> TEXT PASSAGE:

══════

For sheer hilarity and hyperbole it's hard to beat a recent headline on a Washington Post editorial opposing President Trump's decision to remove the U.S. from the nonbinding and unenforceable Paris climate agreement.
"Trump turns his back on the world," it screamed.
A close second goes to the headline on a New York Times piece by columnist David Brooks: "Donald Trump Poisons the World."
Dishonorable mention goes to former presidential adviser David Gergen, who said on CNN that Trump had committed "one of the most shameful acts in U.S. history."
The secular progressives have again revealed their diminished capacity, which ought to disqualify them from leading anything, especially the country.
The central argument supporting "climate change" has been that a "scientific consensus" exists on the subject. Two things about this. The first is that climate scientists who disagree on that consensus have been largely shutout of the debate. Their papers and ideas are blocked from mainstream scientific journals and, thus, are not subject to peer review. Politics appears to have overshadowed science.
Second, there have been numerous cases in the not too distant past where an empirical conclusion among scientists was touted as rock-solid truth, but which later, after further examination, proved to be dead wrong. As with climate change, politicians and editorialists told us we had to accept the conclusions, related costs and possibly even diminished lifestyles in order to save the planet. After all, these were scientists and were thought by many to be as close to God as secularists get.
Newsweek magazine featured a cover story in 1975 about "global cooling." That was supposed to be a scientific consensus.
A June 2010 article in Reason magazine lists some of the other Chicken Little claims about doomsday being just around the corner. The magazine's science writer, Ronald Bailey, found a July 1, 1979 issue of The Washington Post claiming a "broad scientific consensus" that saccharin causes cancer. It took 30 years before the National Cancer Institute reported, "There is no clear evidence that saccharin causes cancer in humans."
That same year, notes Bailey, the Post published a story citing researchers who believed eating more fiber appeared to significantly reduce the incidence of colon cancer. "Twenty years later," writes Bailey, "a major prospective study of nearly 90,000 women reported that, 'No significant association between fiber intake and the risk of colorectal adenoma was found.'"

══════

> DATA RECORDS:
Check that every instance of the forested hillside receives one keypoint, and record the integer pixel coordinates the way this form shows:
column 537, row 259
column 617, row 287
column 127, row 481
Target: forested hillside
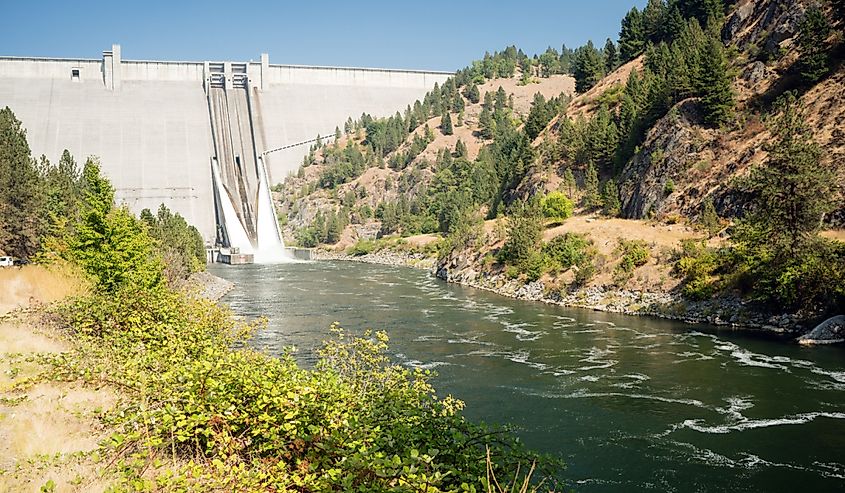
column 722, row 120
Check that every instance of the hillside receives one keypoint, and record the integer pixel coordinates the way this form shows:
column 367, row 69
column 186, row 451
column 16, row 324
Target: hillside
column 700, row 154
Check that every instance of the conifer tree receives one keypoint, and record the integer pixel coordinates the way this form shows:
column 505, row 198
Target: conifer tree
column 568, row 183
column 591, row 198
column 472, row 94
column 632, row 35
column 488, row 101
column 814, row 60
column 501, row 99
column 610, row 199
column 22, row 220
column 446, row 124
column 653, row 18
column 487, row 125
column 587, row 67
column 611, row 56
column 460, row 149
column 717, row 96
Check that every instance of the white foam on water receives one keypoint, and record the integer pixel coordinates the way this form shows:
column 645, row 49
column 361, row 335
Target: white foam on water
column 752, row 424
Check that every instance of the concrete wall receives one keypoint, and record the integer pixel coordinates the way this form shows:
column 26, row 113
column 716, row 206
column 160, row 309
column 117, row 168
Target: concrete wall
column 148, row 121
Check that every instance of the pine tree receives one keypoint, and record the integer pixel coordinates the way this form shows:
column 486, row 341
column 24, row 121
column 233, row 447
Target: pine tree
column 610, row 199
column 632, row 35
column 717, row 96
column 446, row 124
column 460, row 149
column 488, row 101
column 653, row 19
column 486, row 124
column 501, row 99
column 472, row 94
column 588, row 67
column 568, row 183
column 22, row 218
column 778, row 242
column 673, row 24
column 813, row 31
column 792, row 191
column 611, row 56
column 591, row 198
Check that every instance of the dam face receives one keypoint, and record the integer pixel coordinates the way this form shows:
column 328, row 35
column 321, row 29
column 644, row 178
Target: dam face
column 195, row 135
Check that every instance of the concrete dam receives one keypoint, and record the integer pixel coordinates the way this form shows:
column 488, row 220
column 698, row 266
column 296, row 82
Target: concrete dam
column 207, row 139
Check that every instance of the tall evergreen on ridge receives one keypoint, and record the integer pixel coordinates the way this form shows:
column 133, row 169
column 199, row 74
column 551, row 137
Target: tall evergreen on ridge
column 611, row 56
column 588, row 67
column 717, row 96
column 813, row 31
column 632, row 35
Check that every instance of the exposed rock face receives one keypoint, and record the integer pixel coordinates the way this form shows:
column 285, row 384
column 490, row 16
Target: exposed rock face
column 666, row 153
column 830, row 331
column 755, row 72
column 765, row 24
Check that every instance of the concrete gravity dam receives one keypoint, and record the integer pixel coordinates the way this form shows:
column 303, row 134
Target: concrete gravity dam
column 203, row 138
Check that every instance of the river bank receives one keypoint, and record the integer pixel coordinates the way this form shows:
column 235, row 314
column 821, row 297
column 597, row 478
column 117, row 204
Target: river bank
column 731, row 312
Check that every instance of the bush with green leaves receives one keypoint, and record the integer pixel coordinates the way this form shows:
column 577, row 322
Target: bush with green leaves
column 699, row 266
column 525, row 230
column 632, row 254
column 237, row 419
column 556, row 207
column 568, row 250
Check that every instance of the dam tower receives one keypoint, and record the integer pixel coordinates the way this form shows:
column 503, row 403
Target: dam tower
column 196, row 136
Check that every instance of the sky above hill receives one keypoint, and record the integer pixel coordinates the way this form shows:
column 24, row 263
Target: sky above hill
column 424, row 34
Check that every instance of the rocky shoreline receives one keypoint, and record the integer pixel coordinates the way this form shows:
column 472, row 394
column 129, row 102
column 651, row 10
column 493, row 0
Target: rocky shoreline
column 208, row 286
column 731, row 312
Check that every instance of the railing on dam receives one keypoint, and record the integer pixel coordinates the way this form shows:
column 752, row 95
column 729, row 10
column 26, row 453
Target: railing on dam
column 111, row 69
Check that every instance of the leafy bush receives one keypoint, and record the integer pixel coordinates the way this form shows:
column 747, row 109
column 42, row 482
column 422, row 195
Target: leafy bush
column 557, row 207
column 632, row 254
column 241, row 420
column 524, row 235
column 567, row 251
column 362, row 247
column 698, row 265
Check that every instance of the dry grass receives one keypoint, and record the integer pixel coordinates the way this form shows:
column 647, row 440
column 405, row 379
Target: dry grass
column 24, row 286
column 49, row 431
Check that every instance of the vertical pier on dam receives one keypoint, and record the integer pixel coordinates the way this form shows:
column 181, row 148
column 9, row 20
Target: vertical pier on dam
column 193, row 135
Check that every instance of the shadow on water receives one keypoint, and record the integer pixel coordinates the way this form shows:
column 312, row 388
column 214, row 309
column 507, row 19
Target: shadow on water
column 631, row 403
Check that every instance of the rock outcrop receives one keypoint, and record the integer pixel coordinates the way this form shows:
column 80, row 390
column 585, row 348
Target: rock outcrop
column 831, row 331
column 669, row 147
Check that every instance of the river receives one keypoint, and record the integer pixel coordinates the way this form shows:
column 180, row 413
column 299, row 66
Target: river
column 630, row 403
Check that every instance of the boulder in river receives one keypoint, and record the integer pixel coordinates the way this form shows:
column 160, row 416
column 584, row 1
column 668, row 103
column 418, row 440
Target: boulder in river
column 831, row 331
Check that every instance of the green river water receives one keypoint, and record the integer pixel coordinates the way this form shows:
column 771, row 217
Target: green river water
column 630, row 403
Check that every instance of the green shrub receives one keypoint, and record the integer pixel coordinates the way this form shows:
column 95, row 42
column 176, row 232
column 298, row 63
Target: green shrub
column 361, row 247
column 239, row 420
column 556, row 207
column 535, row 266
column 698, row 265
column 524, row 233
column 566, row 251
column 632, row 254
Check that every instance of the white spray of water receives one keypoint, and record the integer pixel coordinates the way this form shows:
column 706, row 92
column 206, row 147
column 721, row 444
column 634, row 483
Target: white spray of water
column 234, row 229
column 271, row 247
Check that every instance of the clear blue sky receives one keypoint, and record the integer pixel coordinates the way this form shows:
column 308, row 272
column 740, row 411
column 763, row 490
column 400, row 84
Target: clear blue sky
column 423, row 34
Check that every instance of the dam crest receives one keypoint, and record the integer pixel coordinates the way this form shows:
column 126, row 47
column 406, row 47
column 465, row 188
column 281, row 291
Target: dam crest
column 207, row 139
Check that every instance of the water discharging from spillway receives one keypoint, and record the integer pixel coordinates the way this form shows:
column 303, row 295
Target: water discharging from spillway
column 271, row 247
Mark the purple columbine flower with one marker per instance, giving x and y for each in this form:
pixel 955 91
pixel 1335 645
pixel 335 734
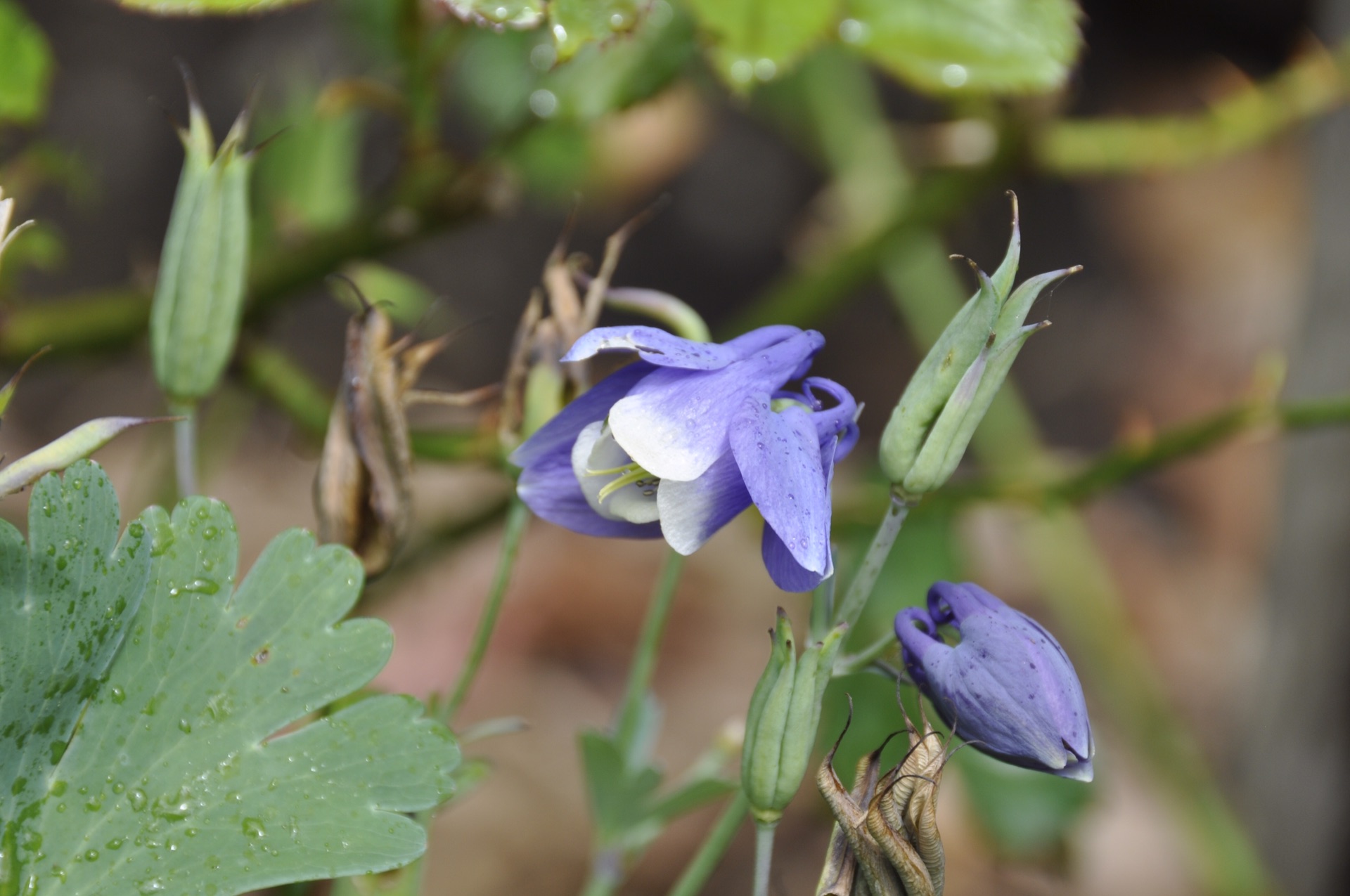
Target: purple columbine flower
pixel 686 438
pixel 1008 687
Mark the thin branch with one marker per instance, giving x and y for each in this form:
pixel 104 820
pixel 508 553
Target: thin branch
pixel 1117 466
pixel 1310 86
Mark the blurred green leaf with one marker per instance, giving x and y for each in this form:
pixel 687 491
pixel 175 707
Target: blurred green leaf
pixel 205 7
pixel 605 79
pixel 494 74
pixel 574 23
pixel 1025 812
pixel 758 39
pixel 512 14
pixel 142 698
pixel 400 296
pixel 619 794
pixel 25 67
pixel 307 176
pixel 978 46
pixel 553 160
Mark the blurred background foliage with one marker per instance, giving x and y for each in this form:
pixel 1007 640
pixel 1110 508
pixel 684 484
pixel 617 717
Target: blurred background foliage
pixel 821 158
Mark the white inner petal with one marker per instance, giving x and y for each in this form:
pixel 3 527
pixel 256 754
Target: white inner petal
pixel 596 450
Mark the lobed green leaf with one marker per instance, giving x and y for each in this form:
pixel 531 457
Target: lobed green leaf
pixel 979 46
pixel 758 39
pixel 205 7
pixel 189 768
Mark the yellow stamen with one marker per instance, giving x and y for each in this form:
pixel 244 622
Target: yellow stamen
pixel 619 482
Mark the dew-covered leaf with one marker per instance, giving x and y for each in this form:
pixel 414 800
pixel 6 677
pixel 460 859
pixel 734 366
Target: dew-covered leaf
pixel 196 765
pixel 25 67
pixel 497 14
pixel 205 7
pixel 984 46
pixel 575 23
pixel 758 39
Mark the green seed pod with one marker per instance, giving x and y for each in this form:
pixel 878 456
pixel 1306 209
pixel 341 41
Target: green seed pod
pixel 199 299
pixel 782 720
pixel 953 387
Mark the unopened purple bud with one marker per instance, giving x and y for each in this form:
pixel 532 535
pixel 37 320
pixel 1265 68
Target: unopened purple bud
pixel 1008 687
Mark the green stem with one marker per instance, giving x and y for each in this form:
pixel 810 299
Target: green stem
pixel 705 862
pixel 861 589
pixel 186 448
pixel 607 874
pixel 1307 88
pixel 763 857
pixel 1119 465
pixel 852 663
pixel 648 645
pixel 516 519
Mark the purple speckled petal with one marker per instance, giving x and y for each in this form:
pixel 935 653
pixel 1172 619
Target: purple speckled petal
pixel 693 510
pixel 833 424
pixel 550 489
pixel 675 422
pixel 1008 687
pixel 783 569
pixel 752 342
pixel 779 455
pixel 654 346
pixel 558 435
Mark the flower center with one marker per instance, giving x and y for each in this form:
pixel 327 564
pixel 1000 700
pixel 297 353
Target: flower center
pixel 629 474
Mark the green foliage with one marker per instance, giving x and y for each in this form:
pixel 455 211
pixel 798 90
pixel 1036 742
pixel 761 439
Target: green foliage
pixel 207 7
pixel 623 784
pixel 307 177
pixel 25 67
pixel 404 299
pixel 1025 812
pixel 978 46
pixel 574 23
pixel 143 701
pixel 928 550
pixel 623 73
pixel 757 39
pixel 512 14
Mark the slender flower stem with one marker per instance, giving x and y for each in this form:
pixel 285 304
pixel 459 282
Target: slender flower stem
pixel 714 846
pixel 186 448
pixel 516 519
pixel 763 857
pixel 648 645
pixel 861 589
pixel 851 663
pixel 607 874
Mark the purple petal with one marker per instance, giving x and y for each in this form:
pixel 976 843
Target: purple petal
pixel 560 432
pixel 779 455
pixel 752 342
pixel 550 489
pixel 783 569
pixel 693 510
pixel 836 424
pixel 654 346
pixel 675 422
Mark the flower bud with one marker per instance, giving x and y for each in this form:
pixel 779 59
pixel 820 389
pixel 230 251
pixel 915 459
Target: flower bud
pixel 1008 687
pixel 886 829
pixel 782 720
pixel 199 297
pixel 956 382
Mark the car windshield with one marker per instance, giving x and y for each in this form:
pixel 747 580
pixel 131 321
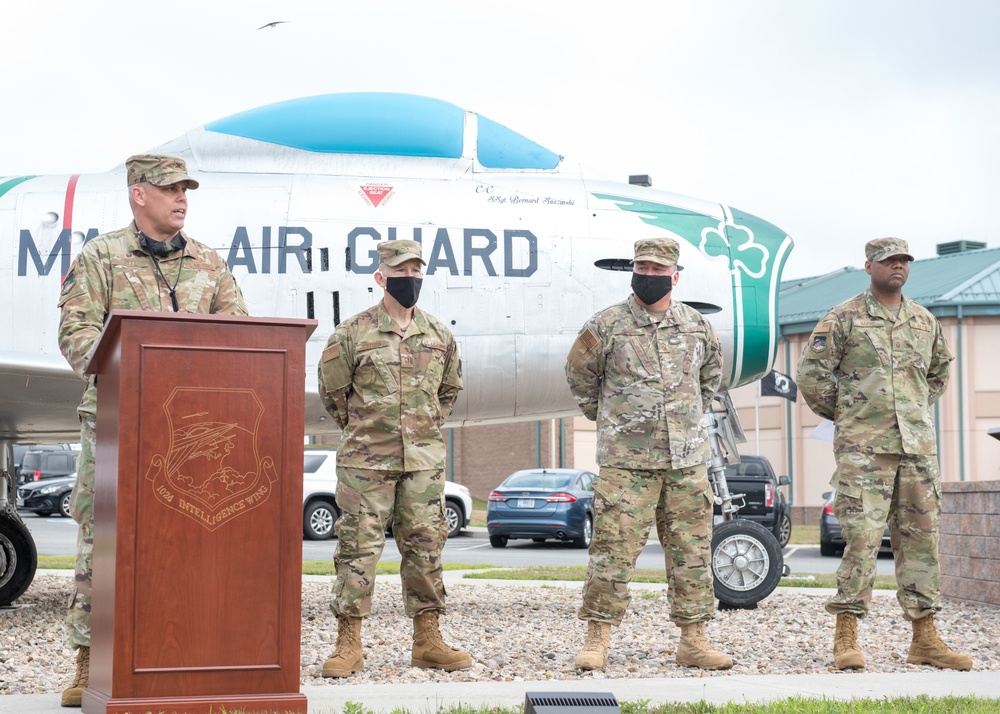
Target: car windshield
pixel 746 468
pixel 539 479
pixel 313 462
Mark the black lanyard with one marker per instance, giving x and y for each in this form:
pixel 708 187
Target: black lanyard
pixel 180 266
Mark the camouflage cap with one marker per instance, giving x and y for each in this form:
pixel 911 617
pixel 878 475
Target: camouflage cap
pixel 158 170
pixel 883 248
pixel 664 251
pixel 394 252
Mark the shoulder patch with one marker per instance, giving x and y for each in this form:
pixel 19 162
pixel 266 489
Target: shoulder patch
pixel 68 283
pixel 331 352
pixel 589 339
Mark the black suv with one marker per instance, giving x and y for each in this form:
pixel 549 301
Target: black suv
pixel 764 501
pixel 39 463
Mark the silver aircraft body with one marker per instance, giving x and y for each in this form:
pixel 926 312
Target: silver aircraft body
pixel 522 247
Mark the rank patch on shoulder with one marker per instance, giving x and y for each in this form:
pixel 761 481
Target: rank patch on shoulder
pixel 331 352
pixel 820 334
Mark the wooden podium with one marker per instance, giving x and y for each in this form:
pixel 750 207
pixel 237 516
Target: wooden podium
pixel 197 590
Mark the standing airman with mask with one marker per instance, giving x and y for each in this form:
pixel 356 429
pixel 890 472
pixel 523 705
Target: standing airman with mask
pixel 875 365
pixel 390 376
pixel 152 265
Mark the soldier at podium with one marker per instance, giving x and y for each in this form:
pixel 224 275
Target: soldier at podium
pixel 151 264
pixel 390 376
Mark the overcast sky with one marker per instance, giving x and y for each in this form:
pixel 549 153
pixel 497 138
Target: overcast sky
pixel 838 121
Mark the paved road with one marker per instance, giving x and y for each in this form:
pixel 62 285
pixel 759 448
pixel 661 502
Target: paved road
pixel 57 536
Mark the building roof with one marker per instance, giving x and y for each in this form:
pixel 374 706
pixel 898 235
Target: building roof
pixel 967 281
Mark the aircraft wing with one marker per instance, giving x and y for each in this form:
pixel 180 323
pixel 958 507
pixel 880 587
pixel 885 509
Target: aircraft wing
pixel 38 398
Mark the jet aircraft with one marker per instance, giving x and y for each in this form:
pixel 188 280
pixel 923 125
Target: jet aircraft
pixel 522 246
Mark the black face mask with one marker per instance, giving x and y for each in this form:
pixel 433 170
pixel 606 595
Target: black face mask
pixel 161 249
pixel 651 289
pixel 404 290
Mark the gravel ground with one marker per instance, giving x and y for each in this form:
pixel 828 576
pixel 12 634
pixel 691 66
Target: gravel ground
pixel 531 633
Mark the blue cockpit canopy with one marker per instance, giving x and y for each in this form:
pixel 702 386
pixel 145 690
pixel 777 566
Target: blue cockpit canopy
pixel 383 124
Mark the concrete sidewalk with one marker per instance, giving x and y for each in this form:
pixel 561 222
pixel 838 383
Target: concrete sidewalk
pixel 716 689
pixel 421 698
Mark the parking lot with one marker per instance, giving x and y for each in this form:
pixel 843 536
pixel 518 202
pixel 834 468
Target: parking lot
pixel 57 536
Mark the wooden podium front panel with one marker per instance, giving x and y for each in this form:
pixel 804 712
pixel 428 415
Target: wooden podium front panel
pixel 205 524
pixel 211 483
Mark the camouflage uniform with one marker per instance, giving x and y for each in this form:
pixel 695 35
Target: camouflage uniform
pixel 114 272
pixel 647 384
pixel 390 391
pixel 876 376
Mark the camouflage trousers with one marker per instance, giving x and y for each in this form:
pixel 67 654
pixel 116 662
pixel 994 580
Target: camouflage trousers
pixel 903 490
pixel 81 507
pixel 367 500
pixel 626 502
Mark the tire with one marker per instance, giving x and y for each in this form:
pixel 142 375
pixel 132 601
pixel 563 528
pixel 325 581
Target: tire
pixel 18 559
pixel 64 505
pixel 746 563
pixel 784 531
pixel 319 520
pixel 455 518
pixel 588 533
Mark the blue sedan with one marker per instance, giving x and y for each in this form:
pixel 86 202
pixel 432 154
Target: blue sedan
pixel 542 504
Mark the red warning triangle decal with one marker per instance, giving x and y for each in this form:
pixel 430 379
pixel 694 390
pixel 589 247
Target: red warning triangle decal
pixel 376 192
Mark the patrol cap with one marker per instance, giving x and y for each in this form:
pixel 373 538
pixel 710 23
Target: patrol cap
pixel 664 251
pixel 883 248
pixel 158 170
pixel 394 252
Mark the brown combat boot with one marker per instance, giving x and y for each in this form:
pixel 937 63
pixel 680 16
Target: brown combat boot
pixel 694 651
pixel 73 696
pixel 594 654
pixel 927 647
pixel 430 651
pixel 347 658
pixel 846 652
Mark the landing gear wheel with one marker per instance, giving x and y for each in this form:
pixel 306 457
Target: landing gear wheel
pixel 746 563
pixel 18 559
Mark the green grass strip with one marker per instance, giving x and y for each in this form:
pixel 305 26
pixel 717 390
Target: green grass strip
pixel 900 705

══════

> WHAT THIS EXERCISE ASKS:
• A. Answer these questions from the commentary:
(i) On which network did David Gergen make his remark?
(ii) In what year did Newsweek run a cover story about "global cooling"?
(iii) About how many women were in the major prospective study on fiber intake?
• B. List every news organization or magazine that the commentary names.

> ANSWERS TO THE EXERCISES:
• A.
(i) CNN
(ii) 1975
(iii) Nearly 90,000

• B. The Washington Post, The New York Times, CNN, Newsweek, Reason